### SET TASK:
Copy every item below word for word, line by line, without changing anything.

[start]

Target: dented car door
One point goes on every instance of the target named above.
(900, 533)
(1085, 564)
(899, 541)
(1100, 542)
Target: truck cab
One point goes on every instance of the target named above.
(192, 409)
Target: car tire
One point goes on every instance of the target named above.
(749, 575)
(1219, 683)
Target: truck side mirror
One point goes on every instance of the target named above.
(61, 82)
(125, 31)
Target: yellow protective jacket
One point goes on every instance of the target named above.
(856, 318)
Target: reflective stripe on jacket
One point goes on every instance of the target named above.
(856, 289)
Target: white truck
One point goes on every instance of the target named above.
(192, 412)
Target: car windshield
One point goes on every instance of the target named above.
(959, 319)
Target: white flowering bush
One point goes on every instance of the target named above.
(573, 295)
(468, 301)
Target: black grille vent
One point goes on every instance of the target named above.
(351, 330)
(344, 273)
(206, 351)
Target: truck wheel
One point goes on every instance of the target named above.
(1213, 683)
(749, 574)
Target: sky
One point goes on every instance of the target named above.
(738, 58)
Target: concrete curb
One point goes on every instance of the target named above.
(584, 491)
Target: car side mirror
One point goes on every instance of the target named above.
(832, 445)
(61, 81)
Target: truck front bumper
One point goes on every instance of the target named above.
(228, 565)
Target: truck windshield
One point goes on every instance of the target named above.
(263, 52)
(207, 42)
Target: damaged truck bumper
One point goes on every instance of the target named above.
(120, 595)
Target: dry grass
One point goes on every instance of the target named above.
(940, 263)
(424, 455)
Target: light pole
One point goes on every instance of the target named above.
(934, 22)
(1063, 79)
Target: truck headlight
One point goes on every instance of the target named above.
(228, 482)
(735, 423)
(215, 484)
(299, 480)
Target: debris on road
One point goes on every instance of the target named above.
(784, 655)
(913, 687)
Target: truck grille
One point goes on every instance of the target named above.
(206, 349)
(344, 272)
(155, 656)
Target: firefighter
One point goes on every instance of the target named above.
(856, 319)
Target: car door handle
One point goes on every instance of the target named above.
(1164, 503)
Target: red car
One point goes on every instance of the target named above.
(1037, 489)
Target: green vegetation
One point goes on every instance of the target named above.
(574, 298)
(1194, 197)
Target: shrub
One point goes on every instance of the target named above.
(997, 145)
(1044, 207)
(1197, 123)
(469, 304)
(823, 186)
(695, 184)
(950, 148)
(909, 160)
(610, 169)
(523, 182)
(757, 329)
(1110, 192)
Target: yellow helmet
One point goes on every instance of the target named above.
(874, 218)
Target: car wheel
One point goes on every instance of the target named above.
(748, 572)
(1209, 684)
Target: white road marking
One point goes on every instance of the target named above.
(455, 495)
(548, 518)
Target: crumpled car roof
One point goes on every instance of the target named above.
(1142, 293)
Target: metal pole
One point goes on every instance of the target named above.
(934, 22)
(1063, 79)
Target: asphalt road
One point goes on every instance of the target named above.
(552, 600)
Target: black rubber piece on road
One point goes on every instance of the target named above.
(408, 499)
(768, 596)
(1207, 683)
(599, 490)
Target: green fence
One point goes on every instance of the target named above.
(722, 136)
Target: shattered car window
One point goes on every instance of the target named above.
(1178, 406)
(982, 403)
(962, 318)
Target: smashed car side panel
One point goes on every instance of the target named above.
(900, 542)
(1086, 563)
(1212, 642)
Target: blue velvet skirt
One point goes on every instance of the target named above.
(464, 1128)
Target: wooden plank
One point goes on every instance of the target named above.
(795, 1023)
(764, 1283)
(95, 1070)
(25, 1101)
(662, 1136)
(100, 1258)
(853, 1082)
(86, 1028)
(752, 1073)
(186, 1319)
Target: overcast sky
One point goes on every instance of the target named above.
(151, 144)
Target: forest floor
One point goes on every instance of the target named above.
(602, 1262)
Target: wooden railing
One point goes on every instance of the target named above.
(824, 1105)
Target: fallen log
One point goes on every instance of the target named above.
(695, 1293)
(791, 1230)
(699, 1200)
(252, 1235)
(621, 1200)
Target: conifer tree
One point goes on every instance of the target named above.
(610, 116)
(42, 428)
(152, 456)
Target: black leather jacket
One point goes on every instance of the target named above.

[end]

### TASK RESPONSE:
Target: dented car door
One point goes on every instance of the target named above.
(900, 533)
(1085, 564)
(899, 541)
(1100, 542)
Target: truck cab
One point goes on every instance of the target named above.
(192, 409)
Target: car tire
One point goes on every instance of the target named above.
(749, 575)
(1219, 683)
Target: truck side mirror
One point goes on every instance of the target named above.
(61, 82)
(125, 31)
Target: yellow protective jacket
One point goes on every instance of the target named above.
(856, 318)
Target: reflective stripe on jacket
One point goes on every instance of the target named above.
(856, 289)
Target: white truck
One point goes on every instance of the target named above.
(192, 412)
Target: car windshield
One point goes on every instance of the target named above.
(959, 319)
Target: white flowering bush
One point goes on every instance of the target named above.
(573, 295)
(468, 301)
Target: black grille vent
One point goes on every instance of the target named above.
(351, 330)
(344, 273)
(206, 351)
Target: truck wheel
One point goes on every instance of the target named above.
(1213, 683)
(749, 574)
Target: sky
One point goes on every instance of the target named above.
(738, 58)
Target: concrete curb
One point goes on every instance of the target named above.
(584, 491)
Target: car side mirror
One point goes on every instance of the target named above.
(832, 445)
(61, 81)
Target: truck front bumper
One point goes on every instance of the target named above.
(228, 565)
Target: truck windshield
One point goes on every instance of the target named above.
(263, 52)
(207, 42)
Target: damaged truck bumper
One point goes on every instance of the target named above.
(120, 595)
Target: dry grass
One point goes on every instance of the target named above.
(940, 263)
(424, 455)
Target: light pole
One point goes on every instance of the target named above.
(934, 22)
(1063, 79)
Target: truck headlight
One point goes on every instance of the target named above.
(228, 482)
(735, 423)
(215, 484)
(299, 480)
Target: debris on road
One point goes on every instance of the target named above.
(784, 655)
(913, 687)
Target: truck grille
One point goes on every instance of the target named above.
(206, 349)
(344, 272)
(155, 656)
Target: firefighter
One point goes on every instance of the target named above.
(856, 319)
Target: car door handle
One point goes on every instance of the target named above.
(1164, 503)
Target: red car
One point goes on every instance of the target named above.
(1037, 489)
Target: green vegetation
One point goes on every instance of the target named above.
(574, 298)
(1194, 197)
Target: shrub
One point goes on every instance of the target named above.
(997, 145)
(1044, 207)
(1197, 123)
(469, 304)
(823, 186)
(695, 184)
(950, 148)
(909, 160)
(610, 169)
(523, 182)
(757, 329)
(1110, 192)
Target: yellow helmet
One point goes on every instance of the target named above.
(874, 218)
Target: car wheel
One point goes on every instance of the target named above.
(748, 572)
(1209, 684)
Target: white road marking
One point goes on every instance of the target named above.
(455, 495)
(548, 518)
Target: crumpled car roof
One point goes on every instance of the target named above.
(1142, 293)
Target: metal pole
One point goes on every instance of the target named above.
(934, 22)
(1063, 79)
Target: asphalt road
One point goes on every instance of the target named above.
(552, 600)
Target: black rubber piece on road
One point goes on every instance of the target named above.
(408, 499)
(768, 596)
(1207, 683)
(599, 490)
Target: green fence
One point goes on every instance of the target named above.
(722, 136)
Target: shattered car window
One point goes on every instance of the target named above.
(1178, 406)
(982, 403)
(962, 318)
Target: smashed car side panel
One point goes on every instance of the target named above.
(900, 542)
(1086, 563)
(1212, 642)
Target: blue velvet skirt
One point goes on every instance of the target named above.
(464, 1128)
Target: wooden plank
One point goes on every instance of the target named above.
(795, 1023)
(764, 1283)
(95, 1070)
(25, 1101)
(662, 1136)
(100, 1258)
(853, 1082)
(86, 1028)
(752, 1073)
(186, 1319)
Target: overcast sky
One point goes on every instance of the target named above.
(151, 144)
Target: forest floor
One point goes on every instance of the target named above.
(602, 1262)
Target: wooden railing
One point goes on every instance of the target named above.
(824, 1105)
Target: fallen log
One point goes on every instance of the target named above.
(695, 1293)
(791, 1230)
(699, 1200)
(252, 1235)
(621, 1200)
Target: conifer tree
One point goes on every instance of the target named above.
(610, 116)
(42, 428)
(152, 456)
Target: black leather jacket
One point goes on every instance of the target named above.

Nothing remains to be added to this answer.